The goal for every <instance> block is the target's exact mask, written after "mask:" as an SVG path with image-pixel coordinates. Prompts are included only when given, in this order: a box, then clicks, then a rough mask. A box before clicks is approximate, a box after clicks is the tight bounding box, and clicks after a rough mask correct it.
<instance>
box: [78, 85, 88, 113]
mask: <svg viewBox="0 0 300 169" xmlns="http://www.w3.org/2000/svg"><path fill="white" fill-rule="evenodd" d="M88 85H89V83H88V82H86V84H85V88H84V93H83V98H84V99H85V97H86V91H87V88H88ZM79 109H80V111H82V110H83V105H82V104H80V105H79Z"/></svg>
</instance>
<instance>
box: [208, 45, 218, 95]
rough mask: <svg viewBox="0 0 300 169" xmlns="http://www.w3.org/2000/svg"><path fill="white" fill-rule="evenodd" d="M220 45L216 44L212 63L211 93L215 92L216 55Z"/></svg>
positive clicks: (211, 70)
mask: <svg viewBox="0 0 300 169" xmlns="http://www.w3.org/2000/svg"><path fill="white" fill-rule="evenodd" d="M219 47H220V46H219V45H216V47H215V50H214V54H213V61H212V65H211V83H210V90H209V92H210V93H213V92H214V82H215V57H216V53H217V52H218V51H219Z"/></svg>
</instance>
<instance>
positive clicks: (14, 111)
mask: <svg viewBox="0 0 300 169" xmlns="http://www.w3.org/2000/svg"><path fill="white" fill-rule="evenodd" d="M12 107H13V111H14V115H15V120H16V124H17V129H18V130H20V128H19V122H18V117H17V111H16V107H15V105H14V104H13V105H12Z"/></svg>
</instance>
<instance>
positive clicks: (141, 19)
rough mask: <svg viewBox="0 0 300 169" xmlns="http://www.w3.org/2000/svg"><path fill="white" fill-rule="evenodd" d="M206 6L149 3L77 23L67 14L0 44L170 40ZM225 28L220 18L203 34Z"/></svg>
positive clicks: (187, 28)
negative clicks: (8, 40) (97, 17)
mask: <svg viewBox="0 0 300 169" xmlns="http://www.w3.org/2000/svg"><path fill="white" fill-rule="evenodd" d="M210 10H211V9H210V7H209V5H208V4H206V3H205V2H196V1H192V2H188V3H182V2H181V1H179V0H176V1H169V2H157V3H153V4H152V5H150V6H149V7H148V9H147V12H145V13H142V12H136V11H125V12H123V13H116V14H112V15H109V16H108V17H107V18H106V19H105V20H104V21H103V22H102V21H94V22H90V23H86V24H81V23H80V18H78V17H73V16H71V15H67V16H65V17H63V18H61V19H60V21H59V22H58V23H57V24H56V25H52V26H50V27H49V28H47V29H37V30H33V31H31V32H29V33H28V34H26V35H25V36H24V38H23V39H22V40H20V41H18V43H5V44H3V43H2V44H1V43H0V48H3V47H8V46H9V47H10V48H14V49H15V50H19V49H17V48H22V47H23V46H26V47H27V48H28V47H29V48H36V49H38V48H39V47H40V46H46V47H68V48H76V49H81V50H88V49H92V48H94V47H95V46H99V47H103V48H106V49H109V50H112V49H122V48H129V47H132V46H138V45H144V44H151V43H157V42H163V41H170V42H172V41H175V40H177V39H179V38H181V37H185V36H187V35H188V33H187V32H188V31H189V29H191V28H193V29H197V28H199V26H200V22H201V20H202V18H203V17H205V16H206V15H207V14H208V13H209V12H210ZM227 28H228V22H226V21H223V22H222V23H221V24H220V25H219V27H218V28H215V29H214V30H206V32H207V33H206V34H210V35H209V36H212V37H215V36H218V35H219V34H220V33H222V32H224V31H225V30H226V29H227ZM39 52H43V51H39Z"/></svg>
- - - - - - -
» **What the exercise asks**: Could you write out all the records above again with every "rough mask" changed to "coarse mask" and nothing else altered?

» **Answer to this problem**:
The goal for every <instance> block is the target's exact mask, written after "mask:" as an SVG path with image-pixel coordinates. Prompts are included only when given, in this order: a box, then clicks, then a coarse mask. A box before clicks is approximate, a box after clicks is the tight bounding box, and clicks after a coarse mask correct it.
<instance>
box: [78, 85, 88, 113]
mask: <svg viewBox="0 0 300 169" xmlns="http://www.w3.org/2000/svg"><path fill="white" fill-rule="evenodd" d="M88 85H89V83H88V82H86V84H85V88H84V93H83V98H84V99H85V97H86V91H87V88H88ZM79 109H80V111H82V110H83V105H82V104H80V105H79Z"/></svg>
</instance>
<instance>
box: [208, 45, 218, 95]
coarse mask: <svg viewBox="0 0 300 169" xmlns="http://www.w3.org/2000/svg"><path fill="white" fill-rule="evenodd" d="M220 45L216 44L212 63L211 93L215 92L216 55Z"/></svg>
positive clicks: (211, 70)
mask: <svg viewBox="0 0 300 169" xmlns="http://www.w3.org/2000/svg"><path fill="white" fill-rule="evenodd" d="M219 47H220V46H219V45H216V47H215V50H214V54H213V61H212V65H211V83H210V90H209V92H210V93H213V92H214V82H215V57H216V53H217V52H218V51H219Z"/></svg>
</instance>
<instance>
positive clicks: (14, 111)
mask: <svg viewBox="0 0 300 169" xmlns="http://www.w3.org/2000/svg"><path fill="white" fill-rule="evenodd" d="M12 107H13V111H14V115H15V120H16V124H17V129H18V130H20V128H19V122H18V117H17V111H16V107H15V105H14V104H13V105H12Z"/></svg>
</instance>
<instance>
positive clicks: (141, 19)
coarse mask: <svg viewBox="0 0 300 169" xmlns="http://www.w3.org/2000/svg"><path fill="white" fill-rule="evenodd" d="M206 6L149 3L77 23L67 14L0 44L170 40ZM225 28L220 18L203 34Z"/></svg>
positive clicks: (187, 28)
negative clicks: (8, 40) (97, 17)
mask: <svg viewBox="0 0 300 169" xmlns="http://www.w3.org/2000/svg"><path fill="white" fill-rule="evenodd" d="M210 10H211V9H210V7H209V5H208V4H206V3H205V2H196V1H192V2H188V3H182V2H181V1H179V0H176V1H169V2H157V3H153V4H152V5H150V6H149V7H148V9H147V12H145V13H142V12H136V11H125V12H123V13H116V14H112V15H109V16H108V17H107V18H106V19H105V20H104V21H103V22H102V21H94V22H90V23H86V24H81V23H80V18H78V17H73V16H71V15H67V16H65V17H63V18H61V19H60V21H59V22H58V23H57V24H56V25H52V26H50V27H49V28H47V29H37V30H33V31H31V32H29V33H28V34H26V35H25V36H24V38H23V39H22V40H20V41H18V43H5V44H3V43H2V44H1V43H0V48H3V47H8V46H9V47H10V48H14V49H15V50H19V49H17V48H22V47H23V46H26V47H27V48H28V47H29V48H36V49H38V48H39V47H40V46H46V47H68V48H76V49H81V50H88V49H92V48H94V47H95V46H99V47H103V48H106V49H109V50H112V49H122V48H129V47H132V46H138V45H144V44H151V43H157V42H163V41H170V42H172V41H175V40H177V39H179V38H181V37H185V36H187V35H188V33H187V32H188V31H189V29H191V28H193V29H197V28H199V26H200V22H201V20H202V18H203V17H205V16H206V15H207V14H208V13H209V12H210ZM227 28H228V22H226V21H223V22H222V23H221V24H220V25H219V27H218V28H215V29H214V30H206V32H207V33H206V34H210V35H209V36H212V37H215V36H218V35H219V34H220V33H222V32H224V31H225V30H226V29H227ZM39 52H43V51H39Z"/></svg>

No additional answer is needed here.